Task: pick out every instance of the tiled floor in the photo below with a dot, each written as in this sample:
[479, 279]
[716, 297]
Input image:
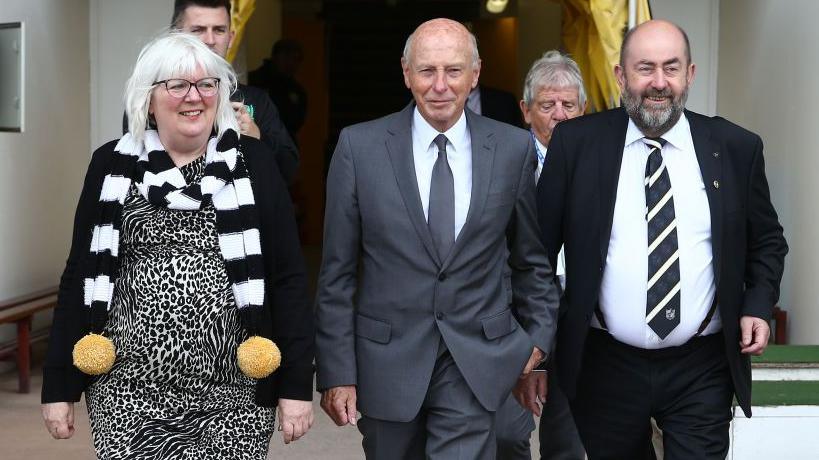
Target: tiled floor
[24, 437]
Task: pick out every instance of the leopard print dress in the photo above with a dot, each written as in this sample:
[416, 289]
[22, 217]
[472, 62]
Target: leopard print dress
[175, 391]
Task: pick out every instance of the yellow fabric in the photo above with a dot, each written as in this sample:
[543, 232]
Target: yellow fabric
[240, 13]
[592, 33]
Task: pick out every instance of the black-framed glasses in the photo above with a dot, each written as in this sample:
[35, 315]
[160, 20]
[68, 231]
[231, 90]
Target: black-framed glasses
[179, 87]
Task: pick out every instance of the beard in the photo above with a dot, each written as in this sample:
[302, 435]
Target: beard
[657, 121]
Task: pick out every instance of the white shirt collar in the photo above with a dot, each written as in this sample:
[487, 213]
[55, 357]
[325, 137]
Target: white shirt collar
[425, 133]
[678, 136]
[541, 147]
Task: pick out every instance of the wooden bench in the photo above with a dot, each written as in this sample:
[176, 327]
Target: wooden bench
[20, 310]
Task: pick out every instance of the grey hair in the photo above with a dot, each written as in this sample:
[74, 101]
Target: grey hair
[553, 70]
[473, 42]
[173, 55]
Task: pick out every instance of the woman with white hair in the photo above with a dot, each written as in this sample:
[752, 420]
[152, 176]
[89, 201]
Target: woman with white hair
[184, 275]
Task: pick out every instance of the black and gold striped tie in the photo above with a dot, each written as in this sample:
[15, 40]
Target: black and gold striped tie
[663, 299]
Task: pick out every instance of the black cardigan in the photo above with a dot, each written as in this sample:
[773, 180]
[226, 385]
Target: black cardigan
[288, 318]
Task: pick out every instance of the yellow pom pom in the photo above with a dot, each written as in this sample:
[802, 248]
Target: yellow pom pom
[258, 357]
[94, 354]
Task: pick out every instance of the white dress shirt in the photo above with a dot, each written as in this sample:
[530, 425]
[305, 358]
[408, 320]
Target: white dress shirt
[560, 269]
[459, 156]
[623, 288]
[473, 101]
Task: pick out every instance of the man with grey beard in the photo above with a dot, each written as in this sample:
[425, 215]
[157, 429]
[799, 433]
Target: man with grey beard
[674, 255]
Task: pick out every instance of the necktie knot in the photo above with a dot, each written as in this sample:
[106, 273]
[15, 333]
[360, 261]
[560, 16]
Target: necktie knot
[655, 142]
[440, 142]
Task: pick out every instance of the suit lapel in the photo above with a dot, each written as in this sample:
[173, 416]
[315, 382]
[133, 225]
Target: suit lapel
[609, 160]
[483, 155]
[710, 160]
[399, 148]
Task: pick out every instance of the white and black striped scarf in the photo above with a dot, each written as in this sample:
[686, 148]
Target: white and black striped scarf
[225, 183]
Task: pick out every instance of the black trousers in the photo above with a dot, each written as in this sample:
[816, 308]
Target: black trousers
[687, 389]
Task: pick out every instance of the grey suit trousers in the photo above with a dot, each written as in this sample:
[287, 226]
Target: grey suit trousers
[452, 424]
[558, 435]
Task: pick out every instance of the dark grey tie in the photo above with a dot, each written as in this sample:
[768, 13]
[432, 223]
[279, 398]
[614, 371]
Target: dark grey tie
[441, 213]
[663, 296]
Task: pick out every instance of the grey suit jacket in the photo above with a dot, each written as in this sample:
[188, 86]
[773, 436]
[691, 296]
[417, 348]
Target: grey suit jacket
[385, 299]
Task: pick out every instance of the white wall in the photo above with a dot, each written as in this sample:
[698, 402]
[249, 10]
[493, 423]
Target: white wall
[118, 30]
[43, 167]
[767, 83]
[700, 20]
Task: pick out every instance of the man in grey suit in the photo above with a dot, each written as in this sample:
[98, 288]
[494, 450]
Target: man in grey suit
[435, 293]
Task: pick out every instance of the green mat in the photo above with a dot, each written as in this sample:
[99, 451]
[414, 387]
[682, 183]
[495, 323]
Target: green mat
[785, 393]
[788, 354]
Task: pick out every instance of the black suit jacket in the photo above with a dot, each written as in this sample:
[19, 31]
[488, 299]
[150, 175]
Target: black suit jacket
[576, 195]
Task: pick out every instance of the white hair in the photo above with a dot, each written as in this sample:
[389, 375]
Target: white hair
[553, 70]
[174, 55]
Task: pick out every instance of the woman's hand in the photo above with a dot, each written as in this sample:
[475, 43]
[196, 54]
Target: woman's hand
[295, 418]
[59, 419]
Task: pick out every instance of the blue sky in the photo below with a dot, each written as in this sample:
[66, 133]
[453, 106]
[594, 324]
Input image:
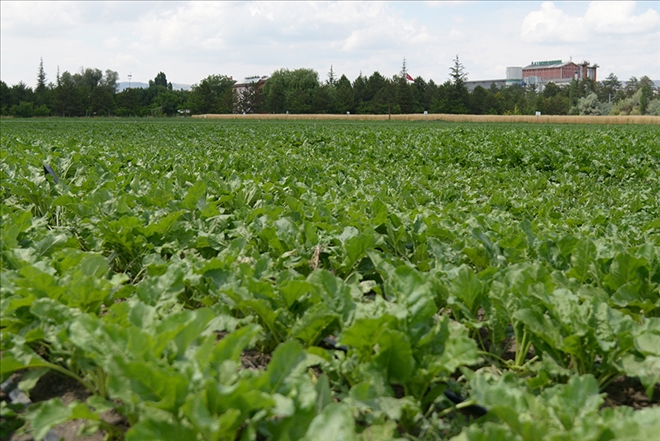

---

▸ **Stated goal**
Give only the number of lines in the material above that contain the string "striped". Case counts.

▸ **Result of the task**
4